* Page
=======

This is what happens when the right people are on beaver’s side.
Yesterday we got the registration update for the summit. And I am happy as I can be about the direction this is going. 607 registered in all and nearly a hundred CDFW. I have been hounding the state parks too and finally connected with someone who is going to share with their wildlife team so I expect these numbers to get better very soon.
All in all it’s turning out to be a dam fine list of attendees! Plus this morning I registered Jon for both his pfizer shots at CVS Napa! Light at the end of the tunnel baby.
Here’s how to celebrate by tuning in monday or listening here now.
On this episode of Locus Focus, we talk with Dr. Suzanne Fouty, a retired U.S. Forest Service hydrologist, about the importance of protecting the beaver who are still doing their best to survive in our forests and wetlands, despite harassing, trapping and hunting by people who do not appreciate the vast benefits they provide. Suzanne is a co-author of House Bill 2843 that would close recreational and commercial trapping of beaver on federally-managed public lands in Oregon.
I could listen to Suzanne Fouty all day and so should you.

=======

* What the exercise asks
Retype the beaver summit post above, starting at the words "On this episode" and ending after "lands in Oregon.".

=======

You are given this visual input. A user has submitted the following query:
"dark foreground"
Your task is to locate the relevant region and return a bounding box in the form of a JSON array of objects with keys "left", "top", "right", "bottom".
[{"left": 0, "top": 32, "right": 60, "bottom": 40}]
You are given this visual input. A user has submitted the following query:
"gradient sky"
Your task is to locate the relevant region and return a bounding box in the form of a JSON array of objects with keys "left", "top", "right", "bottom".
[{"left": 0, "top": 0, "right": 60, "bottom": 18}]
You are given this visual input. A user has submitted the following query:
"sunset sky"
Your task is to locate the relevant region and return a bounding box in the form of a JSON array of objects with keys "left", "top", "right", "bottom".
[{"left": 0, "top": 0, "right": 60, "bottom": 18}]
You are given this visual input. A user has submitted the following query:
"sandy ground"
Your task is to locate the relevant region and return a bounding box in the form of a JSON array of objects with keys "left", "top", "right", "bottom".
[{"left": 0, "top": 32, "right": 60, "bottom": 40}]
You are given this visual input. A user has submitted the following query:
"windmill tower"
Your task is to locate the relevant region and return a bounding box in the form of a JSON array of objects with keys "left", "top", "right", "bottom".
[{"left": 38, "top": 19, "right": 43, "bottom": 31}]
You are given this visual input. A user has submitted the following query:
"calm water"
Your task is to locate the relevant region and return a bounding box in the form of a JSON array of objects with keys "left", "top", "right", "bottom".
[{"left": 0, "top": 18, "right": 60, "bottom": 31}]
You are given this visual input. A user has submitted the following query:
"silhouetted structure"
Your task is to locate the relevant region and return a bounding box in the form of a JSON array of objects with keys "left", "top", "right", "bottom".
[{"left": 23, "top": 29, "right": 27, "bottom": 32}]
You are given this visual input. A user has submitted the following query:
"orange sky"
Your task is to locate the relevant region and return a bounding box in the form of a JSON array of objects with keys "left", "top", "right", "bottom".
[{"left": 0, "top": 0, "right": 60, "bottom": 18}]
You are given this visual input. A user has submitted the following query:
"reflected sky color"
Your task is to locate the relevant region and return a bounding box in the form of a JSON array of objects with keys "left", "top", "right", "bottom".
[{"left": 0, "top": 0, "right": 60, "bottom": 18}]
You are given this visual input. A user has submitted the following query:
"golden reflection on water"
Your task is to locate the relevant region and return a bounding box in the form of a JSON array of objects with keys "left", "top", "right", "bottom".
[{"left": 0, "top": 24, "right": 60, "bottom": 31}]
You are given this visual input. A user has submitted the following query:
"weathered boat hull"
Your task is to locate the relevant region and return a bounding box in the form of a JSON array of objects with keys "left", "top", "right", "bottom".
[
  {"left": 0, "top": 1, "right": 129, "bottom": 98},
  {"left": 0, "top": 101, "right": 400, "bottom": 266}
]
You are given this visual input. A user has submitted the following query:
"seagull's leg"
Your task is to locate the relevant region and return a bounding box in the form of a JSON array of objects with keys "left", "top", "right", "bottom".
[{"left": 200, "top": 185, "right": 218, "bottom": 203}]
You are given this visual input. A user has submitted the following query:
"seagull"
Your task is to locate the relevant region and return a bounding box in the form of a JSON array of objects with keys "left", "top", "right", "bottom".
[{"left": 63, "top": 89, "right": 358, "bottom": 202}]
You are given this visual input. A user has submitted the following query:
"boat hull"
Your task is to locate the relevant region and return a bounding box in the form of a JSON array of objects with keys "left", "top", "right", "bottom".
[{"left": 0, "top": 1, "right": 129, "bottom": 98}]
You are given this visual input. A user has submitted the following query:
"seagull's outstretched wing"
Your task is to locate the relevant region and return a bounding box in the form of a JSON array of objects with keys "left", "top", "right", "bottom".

=======

* Solution for this task
On this episode of Locus Focus, we talk with Dr. Suzanne Fouty, a retired U.S. Forest Service hydrologist, about the importance of protecting the beaver who are still doing their best to survive in our forests and wetlands, despite harassing, trapping and hunting by people who do not appreciate the vast benefits they provide. Suzanne is a co-author of House Bill 2843 that would close recreational and commercial trapping of beaver on federally-managed public lands in Oregon.